| Aim of the task |
Reproduce every record exactly as it appears, but not the pictures.

··· Material for the task ···

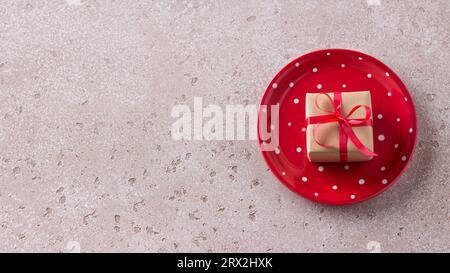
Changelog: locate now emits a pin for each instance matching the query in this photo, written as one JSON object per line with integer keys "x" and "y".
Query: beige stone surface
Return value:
{"x": 86, "y": 158}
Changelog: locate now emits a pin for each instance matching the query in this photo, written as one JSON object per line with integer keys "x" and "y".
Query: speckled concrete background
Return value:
{"x": 86, "y": 155}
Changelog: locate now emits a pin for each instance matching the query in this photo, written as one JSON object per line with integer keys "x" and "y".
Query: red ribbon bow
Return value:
{"x": 345, "y": 124}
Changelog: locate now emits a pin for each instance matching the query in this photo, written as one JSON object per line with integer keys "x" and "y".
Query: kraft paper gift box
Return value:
{"x": 325, "y": 140}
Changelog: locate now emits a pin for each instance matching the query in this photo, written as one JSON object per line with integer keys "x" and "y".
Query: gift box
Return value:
{"x": 339, "y": 126}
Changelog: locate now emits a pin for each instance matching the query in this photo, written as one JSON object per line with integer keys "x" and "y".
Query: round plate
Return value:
{"x": 394, "y": 127}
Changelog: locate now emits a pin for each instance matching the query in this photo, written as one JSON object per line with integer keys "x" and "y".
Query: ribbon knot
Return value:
{"x": 345, "y": 124}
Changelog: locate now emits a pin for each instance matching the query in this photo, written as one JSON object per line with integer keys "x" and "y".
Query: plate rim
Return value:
{"x": 392, "y": 74}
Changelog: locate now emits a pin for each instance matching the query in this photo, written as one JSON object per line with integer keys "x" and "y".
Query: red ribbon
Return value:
{"x": 345, "y": 124}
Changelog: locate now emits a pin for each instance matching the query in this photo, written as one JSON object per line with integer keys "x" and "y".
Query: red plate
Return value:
{"x": 395, "y": 126}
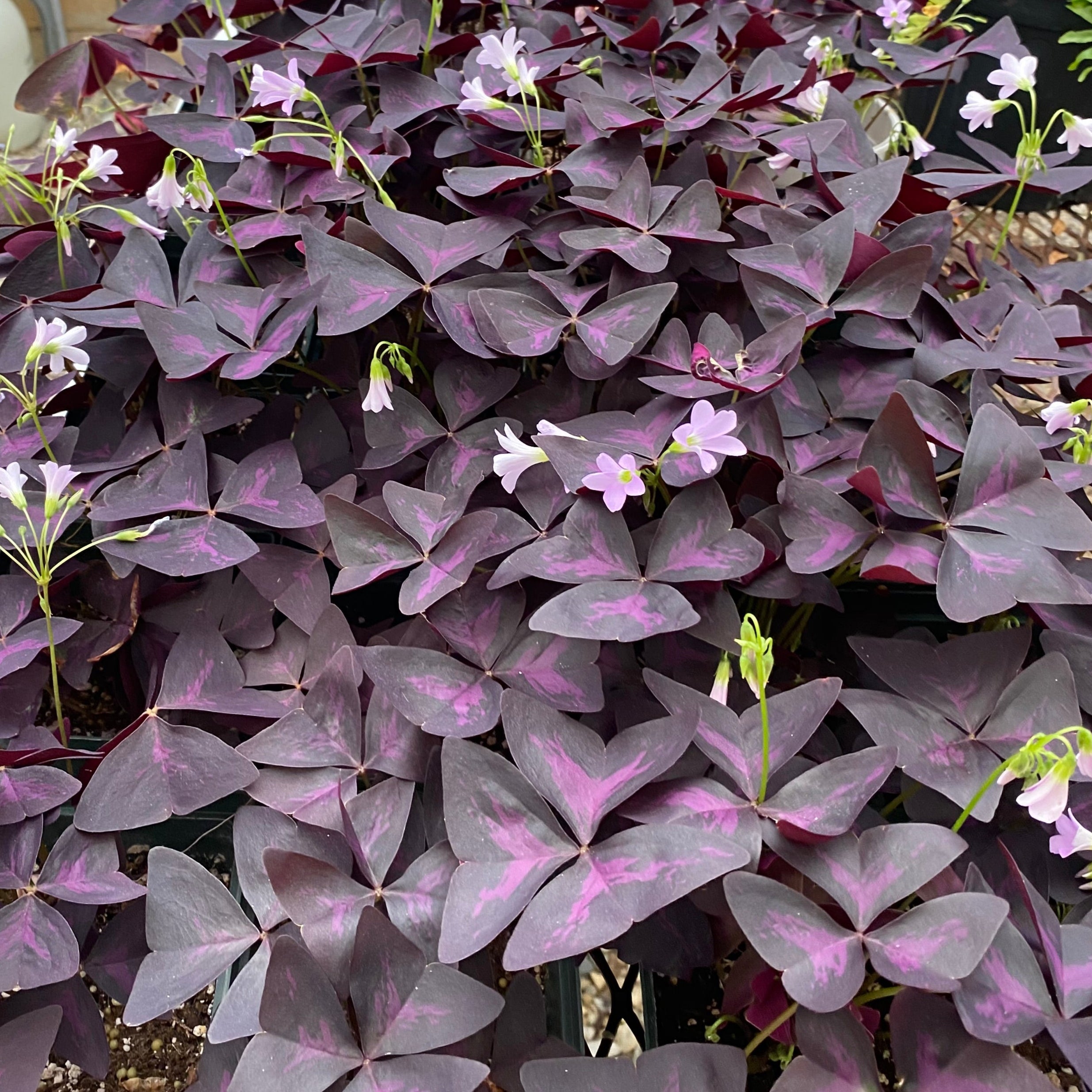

···

| Reply to the task |
Changelog: locate now emits a pin for each instance matching the query in this photo, written as one JSON object per line with integer keys "x" and "y".
Query: beige stone surface
Return value:
{"x": 86, "y": 158}
Changelog: locate now emits a pin for each instance matching the query in this photo, written as one JSON object per line with integer keys "x" and "y".
Query: speckled concrete background
Return value:
{"x": 86, "y": 155}
Changelog: locate now emits a pin for each instance matching the query in this photo, written as one JSON object per line with integer keys "x" and "y".
Query: red ribbon bow
Return value:
{"x": 345, "y": 124}
Changelog: locate now emits a pin for each instance matching the query in this photo, written as one JSON object per line with integer keys "x" and "y".
Query: kraft paper gift box
Return value:
{"x": 325, "y": 140}
Changelog: locate now emits a pin for each instance matching the query in this photo, written as one JSON object per line with integer keys "x" and "y".
Query: gift box
Return value:
{"x": 339, "y": 126}
Changelog: locate now emits a pin for each instance matching the query in this photo, written as one JSON object per line with integer keys "x" and "y".
Query: round plate
Return value:
{"x": 394, "y": 127}
Changelog: locate now emits a pin for each instance matching the query in this photo, written as one JSON object per line with integer keys "x" and "y".
Query: ribbon knot
Return value:
{"x": 345, "y": 124}
Changelog: locate now emits a pin for each instance matching the query in this photo, written as one JSON object per line with integer keys "x" and "y".
Query: plate rim
Return value:
{"x": 392, "y": 74}
Changelog: locate now emits a pin for each instance matching the query in this photo, written as one JSON object per line with integer keys "x" and "y".
Query: red ribbon
Return value:
{"x": 345, "y": 124}
Changelog: locate now emits a pin for each instance matching the query in this photo, written as one JSON object per line with integer keys "x" and "y".
Query: red plate
Return value:
{"x": 395, "y": 126}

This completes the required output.